What you should do >>
Answer these questions about the text below on Aramaçá Island:
(a) In the dry period, about how far from the river did the lands of families FA01 and FA10 end up between 1973 and 2012?
(b) What are the four fluvial periods popularly called?
(c) Which years does the historical series of monthly averages in the fluviogram cover?

Selected excerpt >>
——————————

The arguments indicate, at least in part, the reasons why several families moved in search of new land, whether in the locality, in new lands formed contiguous to the island, or even to other localities.

There are numerous publications with reports of the damaging effect of the phenomenon of “fallen lands” in the life of family farmers [15] [21] . In turn, the phenomenon of “new lands” is little analyzed. As already mentioned, by the end of the 1970s the lands of the family farmers of São José were arranged facing the river. Now they are cut by channels that flow through the parallel sandbanks, giving the familiar agroecosystems a gentle ripple and dividing them into strips as if they were successive terraces.

From 1973 to 2012 the families (FA01) and (FA10) witnessed, for example, the expansion of their lands (see Figure 2). However, access to the river became more distant in the dry period for both, approximately 600 m and 1400 m, respectively. The two subsequent periods, 1994-2003 and 2003-2012, set aside different scenarios for households. While the former was experiencing the “fallen lands” phenomenon, the latter followed its life farther and farther from the river. Now, about 1600 m of walk in the dry season, with serious implications for the flow of production, mobility of family members, as well as obtaining water for various purposes of use.

The pulse of the waters is thus the main driving force for most of the geomorphological processes in Aramaçá Island, acting in a determinant way in the river channel morphology and in the floodplain structure. It regulates the life cycle of the local biota and, consequently, the productive activities in the familiar agroecosystems such as, agricultural cultivation, animal breeding, fishing, hunting and plant extractivism [4] [14] [22] . The data presented in the fluviogram (Figure 5) correspond to the monthly average quotas of the year 2009, 2010 and 2012, and the monthly averages referring to the historical series of 1983-2013. The two dotted cutting lines guide the delimitation of the hydrological periods for Aramaçá Island and were established based on a methodological proposal considering the historical series analyzed [23] .

The pulse of the water forms four fluvial periods, popularly known as “enchente”, “cheia”, “vazante” and “seca”, varying the months of beginning and

Figure 5. Solimões River regime in Tabatinga/Benjamin Constant, AM. Average of the monthly quotas recorded by the Tabatinga Fluviometric Station 10100000 (ANA, 2014). Org. Martins (2016).

——————————

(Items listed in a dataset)
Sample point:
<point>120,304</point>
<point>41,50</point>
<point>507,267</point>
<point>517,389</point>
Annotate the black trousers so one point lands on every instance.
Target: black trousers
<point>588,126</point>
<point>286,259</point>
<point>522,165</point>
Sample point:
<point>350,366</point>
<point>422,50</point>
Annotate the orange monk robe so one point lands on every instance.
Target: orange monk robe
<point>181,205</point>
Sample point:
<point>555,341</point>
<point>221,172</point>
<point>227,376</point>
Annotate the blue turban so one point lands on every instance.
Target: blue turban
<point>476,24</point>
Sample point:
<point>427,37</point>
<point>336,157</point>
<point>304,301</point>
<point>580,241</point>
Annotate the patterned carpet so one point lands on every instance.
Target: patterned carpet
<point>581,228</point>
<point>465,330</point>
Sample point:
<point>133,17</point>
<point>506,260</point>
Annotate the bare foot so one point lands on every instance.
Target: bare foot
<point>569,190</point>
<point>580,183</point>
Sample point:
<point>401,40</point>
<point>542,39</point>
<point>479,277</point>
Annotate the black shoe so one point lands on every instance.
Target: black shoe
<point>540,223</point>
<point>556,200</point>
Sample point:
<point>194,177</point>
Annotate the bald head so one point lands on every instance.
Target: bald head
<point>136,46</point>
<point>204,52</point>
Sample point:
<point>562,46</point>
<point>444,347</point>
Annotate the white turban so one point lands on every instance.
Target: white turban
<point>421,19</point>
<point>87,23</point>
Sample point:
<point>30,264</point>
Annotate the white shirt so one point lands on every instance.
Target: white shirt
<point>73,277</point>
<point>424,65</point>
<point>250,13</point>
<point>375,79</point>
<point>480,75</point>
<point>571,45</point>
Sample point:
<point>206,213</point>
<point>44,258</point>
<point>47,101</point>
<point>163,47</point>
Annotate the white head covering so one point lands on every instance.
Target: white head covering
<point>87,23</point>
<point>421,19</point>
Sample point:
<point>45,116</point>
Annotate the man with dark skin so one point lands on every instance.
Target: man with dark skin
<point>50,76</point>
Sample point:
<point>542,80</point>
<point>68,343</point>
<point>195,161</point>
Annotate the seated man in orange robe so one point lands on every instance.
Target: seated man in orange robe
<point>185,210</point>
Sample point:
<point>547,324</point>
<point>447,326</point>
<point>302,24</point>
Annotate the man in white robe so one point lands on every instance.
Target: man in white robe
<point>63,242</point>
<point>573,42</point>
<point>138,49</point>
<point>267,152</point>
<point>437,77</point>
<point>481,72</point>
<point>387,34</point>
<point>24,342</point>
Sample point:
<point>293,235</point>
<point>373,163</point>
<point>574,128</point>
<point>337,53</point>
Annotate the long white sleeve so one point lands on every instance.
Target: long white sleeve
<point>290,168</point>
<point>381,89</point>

——————————

Problem solution >>
(a) About 600 m for FA01 and about 1400 m for FA10.
(b) "Enchente", "cheia", "vazante" and "seca".
(c) 1983-2013.